◆ Required action A
In the wolverine lawsuit announcement, please swap "global warming" for "climate change" and write out everything from "In February 2013" down to "require for denning.".
◆ Required action B
Decide whether each statement agrees with the wolverine lawsuit announcement. Answer yes or no, and quote the words that decide it. (i) Fewer than 300 wolverines remain in the lower 48. (ii) The Fish and Wildlife Service proposed listing the wolverine as an endangered species. (iii) Ten conservation groups joined the legal challenge.

◆ Text segment
Conservation groups sue federal agency to protect wolverines

Contacts: Adrienne Maxwell, Earthjustice
Noah Greenwald, Center for Biological Diversity
Dave Werntz, Conservation Northwest
Gary Macfarlane, Friends of the Clearwater
Chris Colligan, Greater Yellowstone Coalition
John Robison, Idaho Conservation League
Siva Sundaresan, Jackson Hole Conservation Alliance,
Joseph Vaile, Klamath-Siskiyou Wildlands Center
Megan Mueller, Rocky Mountain Wild

MISSOULA, Mont.— Eight conservation groups joined forces today in a legal challenge of the U.S. Fish and Wildlife Service’s decision to abandon proposed protections for the wolverine, a rare and elusive mountain-dwelling species with fewer than 300 individuals remaining in the lower 48.


In February 2013 the Fish and Wildlife Service proposed to list the wolverine as a threatened species under the Endangered Species Act after the agency’s biologists concluded global warming was reducing the deep spring snowpack pregnant females require for denning.

◆ Records shown
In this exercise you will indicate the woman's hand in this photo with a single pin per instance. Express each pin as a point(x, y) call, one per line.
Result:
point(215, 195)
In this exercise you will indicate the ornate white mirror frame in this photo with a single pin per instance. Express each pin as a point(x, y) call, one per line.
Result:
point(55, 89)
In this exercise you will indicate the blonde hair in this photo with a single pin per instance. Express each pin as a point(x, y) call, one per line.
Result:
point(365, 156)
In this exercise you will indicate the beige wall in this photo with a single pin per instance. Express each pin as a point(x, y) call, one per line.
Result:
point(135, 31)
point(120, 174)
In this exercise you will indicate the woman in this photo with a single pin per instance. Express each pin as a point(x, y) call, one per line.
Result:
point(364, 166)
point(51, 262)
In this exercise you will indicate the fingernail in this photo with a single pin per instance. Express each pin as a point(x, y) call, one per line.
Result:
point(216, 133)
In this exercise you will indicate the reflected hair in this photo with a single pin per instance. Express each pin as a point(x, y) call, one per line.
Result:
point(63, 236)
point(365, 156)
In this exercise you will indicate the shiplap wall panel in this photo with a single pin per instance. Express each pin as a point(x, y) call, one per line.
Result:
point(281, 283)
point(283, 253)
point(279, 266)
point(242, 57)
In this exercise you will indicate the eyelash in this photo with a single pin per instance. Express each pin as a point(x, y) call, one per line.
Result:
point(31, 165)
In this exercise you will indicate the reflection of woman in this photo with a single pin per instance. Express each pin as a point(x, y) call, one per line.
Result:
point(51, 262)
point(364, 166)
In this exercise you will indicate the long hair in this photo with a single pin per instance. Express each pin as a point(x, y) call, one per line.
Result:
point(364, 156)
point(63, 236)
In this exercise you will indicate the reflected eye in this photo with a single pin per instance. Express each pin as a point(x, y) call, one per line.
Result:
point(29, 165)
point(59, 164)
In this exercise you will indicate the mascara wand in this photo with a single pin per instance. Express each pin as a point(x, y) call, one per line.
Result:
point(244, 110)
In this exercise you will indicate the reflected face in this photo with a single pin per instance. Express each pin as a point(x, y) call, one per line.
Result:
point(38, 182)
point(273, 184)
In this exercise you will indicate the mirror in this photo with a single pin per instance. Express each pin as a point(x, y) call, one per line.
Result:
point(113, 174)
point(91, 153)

◆ Exercise response A
In February 2013 the Fish and Wildlife Service proposed to list the wolverine as a threatened species under the Endangered Species Act after the agency’s biologists concluded climate change was reducing the deep spring snowpack pregnant females require for denning.

◆ Exercise response B
(i) Yes: "fewer than 300 individuals remaining in the lower 48"
(ii) No: "to list the wolverine as a threatened species under the Endangered Species Act"
(iii) No: "Eight conservation groups joined forces today"